(EXERCISE DESCRIPTION):
Please return every line of the listing. Keep each one exact.

>>>

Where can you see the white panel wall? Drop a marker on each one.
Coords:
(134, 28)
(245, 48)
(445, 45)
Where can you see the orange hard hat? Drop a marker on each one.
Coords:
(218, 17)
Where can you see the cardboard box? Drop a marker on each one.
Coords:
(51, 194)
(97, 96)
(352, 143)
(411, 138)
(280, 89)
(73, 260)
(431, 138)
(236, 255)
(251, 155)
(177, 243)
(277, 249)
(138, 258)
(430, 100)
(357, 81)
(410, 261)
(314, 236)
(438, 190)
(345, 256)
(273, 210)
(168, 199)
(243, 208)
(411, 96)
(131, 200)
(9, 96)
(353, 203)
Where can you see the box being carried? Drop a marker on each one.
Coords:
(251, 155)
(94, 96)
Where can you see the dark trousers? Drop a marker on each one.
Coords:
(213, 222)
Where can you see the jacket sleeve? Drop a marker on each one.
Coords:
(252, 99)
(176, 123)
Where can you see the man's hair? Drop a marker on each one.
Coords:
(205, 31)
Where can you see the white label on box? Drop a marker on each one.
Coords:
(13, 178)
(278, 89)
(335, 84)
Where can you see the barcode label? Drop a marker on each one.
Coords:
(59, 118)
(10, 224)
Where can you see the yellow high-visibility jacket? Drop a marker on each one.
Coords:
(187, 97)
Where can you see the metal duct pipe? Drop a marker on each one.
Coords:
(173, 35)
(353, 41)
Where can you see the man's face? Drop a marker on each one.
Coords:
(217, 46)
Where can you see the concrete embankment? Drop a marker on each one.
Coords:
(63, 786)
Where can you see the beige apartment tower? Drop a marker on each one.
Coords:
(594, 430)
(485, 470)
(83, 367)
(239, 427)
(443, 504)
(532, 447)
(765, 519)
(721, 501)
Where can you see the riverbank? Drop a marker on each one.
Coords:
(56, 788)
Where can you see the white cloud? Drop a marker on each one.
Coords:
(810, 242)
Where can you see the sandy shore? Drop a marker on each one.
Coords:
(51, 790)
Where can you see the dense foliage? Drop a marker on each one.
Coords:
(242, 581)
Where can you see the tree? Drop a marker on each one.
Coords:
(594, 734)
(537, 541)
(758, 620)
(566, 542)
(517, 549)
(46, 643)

<<<

(WORKED SOLUTION):
Where can you see the white panel wall? Drop a marker on each one.
Coords:
(134, 28)
(245, 48)
(445, 45)
Where can you see the orange hard hat? Drop a marker on each one.
Coords:
(218, 17)
Where can you see the cardboard box? Drop a marker on each one.
Coords:
(51, 194)
(97, 96)
(352, 143)
(411, 138)
(280, 89)
(73, 260)
(431, 138)
(236, 255)
(251, 155)
(177, 243)
(277, 249)
(138, 258)
(430, 100)
(357, 81)
(410, 261)
(314, 236)
(438, 190)
(345, 256)
(273, 210)
(168, 199)
(243, 208)
(411, 96)
(131, 200)
(9, 96)
(353, 203)
Where can you see the box being carried? Drop a marker on each one.
Coords:
(251, 155)
(94, 96)
Where can you see the dark trousers? Drop a marker on each one.
Coords:
(213, 222)
Where can you see the jacket sleeve? Drop a marker on each one.
Coords:
(252, 99)
(176, 123)
Where can you see the man's hair? Drop a marker on each one.
Coords:
(205, 31)
Where can you see the white label on box? Drop a marker on each one.
Coords:
(13, 178)
(278, 89)
(335, 84)
Where can you see the barcode label? Drop a marker on each one.
Coords:
(59, 118)
(10, 224)
Where can you see the yellow high-visibility jacket? Drop a marker on each one.
Coords:
(187, 97)
Where can you see the metal duct pipe? Drop a marker on each one.
Coords:
(173, 35)
(353, 41)
Where can you see the man's face? Drop a marker on each one.
Coords:
(217, 46)
Where can you see the concrete embankment? Drop a marker on each one.
Coords:
(63, 786)
Where can you see the beige apartment tower? Drop a marker on each one.
Coords:
(594, 430)
(485, 470)
(83, 367)
(239, 427)
(443, 504)
(532, 447)
(765, 519)
(721, 501)
Where can you see the riverbank? Drop a marker on each one.
Coords:
(56, 788)
Where can you see the white cloud? Drop a marker on each one.
Coords:
(810, 242)
Where can you see the sandy shore? Drop a marker on each one.
Coords:
(51, 790)
Where can you see the dense foliage? Drop a marker on each one.
Coords:
(242, 581)
Where can you see the tree? Drop a marker on each one.
Coords:
(594, 734)
(537, 541)
(758, 620)
(566, 542)
(517, 549)
(46, 643)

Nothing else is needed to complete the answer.